Exercise aim: Take the line with "Isolate each gold bracelet." as the first and the last line of the data as the end. Write out both and every line between exactly, except pictures.

Material provided:

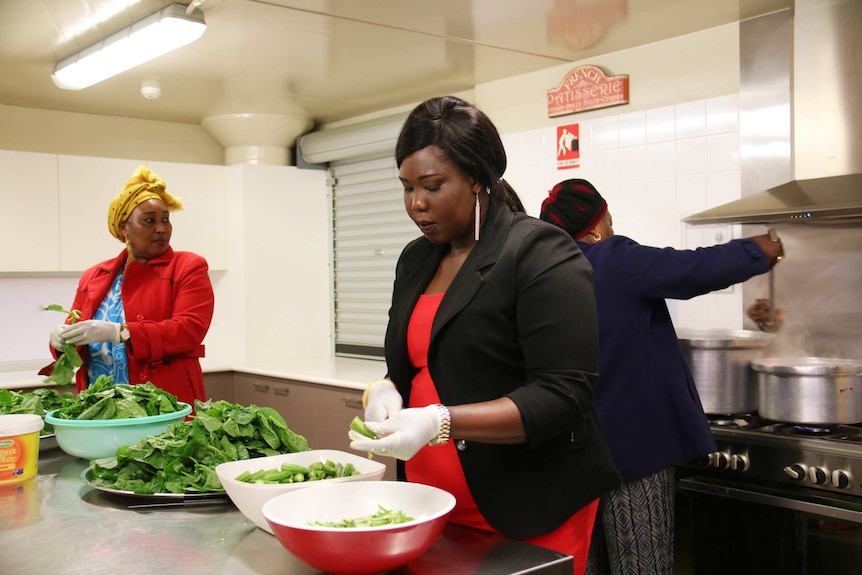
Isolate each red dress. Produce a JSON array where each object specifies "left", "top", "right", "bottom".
[{"left": 404, "top": 293, "right": 598, "bottom": 575}]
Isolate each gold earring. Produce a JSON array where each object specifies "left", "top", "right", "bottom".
[{"left": 592, "top": 231, "right": 602, "bottom": 241}]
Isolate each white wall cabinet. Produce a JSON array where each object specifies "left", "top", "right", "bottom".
[
  {"left": 0, "top": 152, "right": 228, "bottom": 273},
  {"left": 58, "top": 155, "right": 144, "bottom": 271},
  {"left": 146, "top": 161, "right": 226, "bottom": 270},
  {"left": 0, "top": 150, "right": 60, "bottom": 271}
]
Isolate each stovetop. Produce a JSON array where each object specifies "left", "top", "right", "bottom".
[
  {"left": 681, "top": 413, "right": 862, "bottom": 497},
  {"left": 707, "top": 414, "right": 862, "bottom": 444}
]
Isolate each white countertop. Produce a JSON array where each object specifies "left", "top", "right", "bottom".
[
  {"left": 0, "top": 355, "right": 387, "bottom": 391},
  {"left": 231, "top": 356, "right": 387, "bottom": 391}
]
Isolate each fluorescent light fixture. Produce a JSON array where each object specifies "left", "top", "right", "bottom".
[{"left": 52, "top": 4, "right": 206, "bottom": 90}]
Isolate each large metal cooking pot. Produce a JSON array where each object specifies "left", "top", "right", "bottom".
[
  {"left": 752, "top": 357, "right": 862, "bottom": 425},
  {"left": 677, "top": 329, "right": 775, "bottom": 415}
]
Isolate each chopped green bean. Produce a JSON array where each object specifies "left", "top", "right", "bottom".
[{"left": 309, "top": 505, "right": 414, "bottom": 528}]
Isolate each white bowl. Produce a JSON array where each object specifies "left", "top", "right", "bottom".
[
  {"left": 215, "top": 449, "right": 386, "bottom": 534},
  {"left": 261, "top": 481, "right": 456, "bottom": 575}
]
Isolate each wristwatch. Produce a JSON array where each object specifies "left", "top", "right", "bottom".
[{"left": 119, "top": 322, "right": 131, "bottom": 343}]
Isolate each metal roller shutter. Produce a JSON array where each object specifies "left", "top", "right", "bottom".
[{"left": 298, "top": 113, "right": 414, "bottom": 358}]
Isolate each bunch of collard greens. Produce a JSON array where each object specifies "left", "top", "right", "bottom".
[
  {"left": 88, "top": 399, "right": 310, "bottom": 494},
  {"left": 52, "top": 375, "right": 181, "bottom": 420}
]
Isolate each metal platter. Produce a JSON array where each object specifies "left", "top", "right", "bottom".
[
  {"left": 40, "top": 433, "right": 59, "bottom": 451},
  {"left": 80, "top": 468, "right": 228, "bottom": 502}
]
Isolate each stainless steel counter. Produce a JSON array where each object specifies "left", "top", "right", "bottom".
[{"left": 0, "top": 448, "right": 573, "bottom": 575}]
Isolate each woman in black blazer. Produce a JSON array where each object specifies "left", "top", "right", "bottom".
[{"left": 349, "top": 96, "right": 620, "bottom": 575}]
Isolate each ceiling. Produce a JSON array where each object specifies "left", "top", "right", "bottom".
[{"left": 0, "top": 0, "right": 788, "bottom": 130}]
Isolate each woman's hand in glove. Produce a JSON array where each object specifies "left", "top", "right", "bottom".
[
  {"left": 349, "top": 405, "right": 442, "bottom": 461},
  {"left": 50, "top": 325, "right": 68, "bottom": 350},
  {"left": 62, "top": 320, "right": 121, "bottom": 345},
  {"left": 363, "top": 379, "right": 403, "bottom": 422}
]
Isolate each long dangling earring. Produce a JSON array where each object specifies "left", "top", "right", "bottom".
[{"left": 474, "top": 193, "right": 481, "bottom": 241}]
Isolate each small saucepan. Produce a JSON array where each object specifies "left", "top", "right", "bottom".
[{"left": 752, "top": 357, "right": 862, "bottom": 425}]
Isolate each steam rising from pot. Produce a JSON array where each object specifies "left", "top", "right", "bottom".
[{"left": 743, "top": 223, "right": 862, "bottom": 359}]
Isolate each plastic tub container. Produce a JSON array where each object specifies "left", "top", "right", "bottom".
[{"left": 0, "top": 414, "right": 45, "bottom": 484}]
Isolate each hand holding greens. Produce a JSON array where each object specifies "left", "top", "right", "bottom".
[
  {"left": 42, "top": 303, "right": 83, "bottom": 387},
  {"left": 349, "top": 416, "right": 378, "bottom": 459}
]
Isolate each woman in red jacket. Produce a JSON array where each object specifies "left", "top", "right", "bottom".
[{"left": 45, "top": 165, "right": 214, "bottom": 408}]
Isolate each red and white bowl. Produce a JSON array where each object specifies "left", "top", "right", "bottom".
[{"left": 262, "top": 480, "right": 455, "bottom": 575}]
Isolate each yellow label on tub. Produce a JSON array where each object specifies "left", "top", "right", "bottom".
[{"left": 0, "top": 433, "right": 37, "bottom": 483}]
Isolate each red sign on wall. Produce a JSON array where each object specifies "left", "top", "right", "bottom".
[
  {"left": 556, "top": 123, "right": 580, "bottom": 170},
  {"left": 547, "top": 65, "right": 629, "bottom": 117}
]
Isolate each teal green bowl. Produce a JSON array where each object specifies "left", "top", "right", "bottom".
[{"left": 45, "top": 402, "right": 191, "bottom": 460}]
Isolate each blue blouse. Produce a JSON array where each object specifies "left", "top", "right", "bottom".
[{"left": 86, "top": 271, "right": 129, "bottom": 385}]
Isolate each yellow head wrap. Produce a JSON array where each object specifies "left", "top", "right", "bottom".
[{"left": 107, "top": 165, "right": 183, "bottom": 242}]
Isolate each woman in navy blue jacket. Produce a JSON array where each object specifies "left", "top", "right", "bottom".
[{"left": 539, "top": 179, "right": 784, "bottom": 575}]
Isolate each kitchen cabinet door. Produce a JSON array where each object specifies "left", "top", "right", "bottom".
[
  {"left": 0, "top": 150, "right": 60, "bottom": 271},
  {"left": 57, "top": 157, "right": 227, "bottom": 272},
  {"left": 233, "top": 374, "right": 318, "bottom": 446},
  {"left": 58, "top": 155, "right": 143, "bottom": 272},
  {"left": 145, "top": 161, "right": 226, "bottom": 270},
  {"left": 203, "top": 371, "right": 234, "bottom": 402},
  {"left": 267, "top": 379, "right": 319, "bottom": 448},
  {"left": 233, "top": 374, "right": 274, "bottom": 410}
]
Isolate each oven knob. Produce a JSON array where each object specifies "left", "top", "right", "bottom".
[
  {"left": 708, "top": 451, "right": 730, "bottom": 469},
  {"left": 730, "top": 454, "right": 750, "bottom": 472},
  {"left": 832, "top": 470, "right": 852, "bottom": 489},
  {"left": 809, "top": 466, "right": 829, "bottom": 485},
  {"left": 784, "top": 463, "right": 808, "bottom": 480}
]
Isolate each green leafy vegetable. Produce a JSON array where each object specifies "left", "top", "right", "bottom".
[
  {"left": 42, "top": 304, "right": 83, "bottom": 387},
  {"left": 0, "top": 387, "right": 76, "bottom": 436},
  {"left": 349, "top": 416, "right": 378, "bottom": 459},
  {"left": 235, "top": 460, "right": 360, "bottom": 484},
  {"left": 309, "top": 505, "right": 414, "bottom": 528},
  {"left": 52, "top": 376, "right": 181, "bottom": 420},
  {"left": 88, "top": 399, "right": 310, "bottom": 494},
  {"left": 350, "top": 416, "right": 378, "bottom": 439}
]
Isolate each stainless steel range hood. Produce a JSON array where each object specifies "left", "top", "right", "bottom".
[
  {"left": 683, "top": 173, "right": 862, "bottom": 225},
  {"left": 684, "top": 0, "right": 862, "bottom": 225}
]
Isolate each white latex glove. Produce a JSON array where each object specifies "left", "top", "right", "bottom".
[
  {"left": 349, "top": 405, "right": 441, "bottom": 461},
  {"left": 62, "top": 320, "right": 121, "bottom": 346},
  {"left": 50, "top": 325, "right": 68, "bottom": 350},
  {"left": 364, "top": 379, "right": 403, "bottom": 422}
]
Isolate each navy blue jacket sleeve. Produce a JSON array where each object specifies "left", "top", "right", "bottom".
[{"left": 604, "top": 236, "right": 771, "bottom": 300}]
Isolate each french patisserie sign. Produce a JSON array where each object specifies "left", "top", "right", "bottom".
[{"left": 547, "top": 65, "right": 629, "bottom": 117}]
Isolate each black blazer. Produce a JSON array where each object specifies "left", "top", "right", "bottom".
[{"left": 385, "top": 200, "right": 621, "bottom": 539}]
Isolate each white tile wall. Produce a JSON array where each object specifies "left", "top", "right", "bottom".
[{"left": 503, "top": 95, "right": 748, "bottom": 330}]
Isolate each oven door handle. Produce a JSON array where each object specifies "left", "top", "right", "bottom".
[{"left": 678, "top": 476, "right": 862, "bottom": 523}]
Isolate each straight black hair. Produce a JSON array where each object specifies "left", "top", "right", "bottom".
[{"left": 395, "top": 96, "right": 524, "bottom": 213}]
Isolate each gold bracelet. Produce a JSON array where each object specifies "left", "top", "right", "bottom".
[
  {"left": 362, "top": 379, "right": 389, "bottom": 409},
  {"left": 429, "top": 404, "right": 451, "bottom": 446}
]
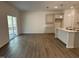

Reply to the task:
Isolate each gold bracelet. Produce a JSON array where each object specifies "left", "top", "right", "bottom".
[
  {"left": 362, "top": 379, "right": 389, "bottom": 409},
  {"left": 429, "top": 404, "right": 451, "bottom": 446}
]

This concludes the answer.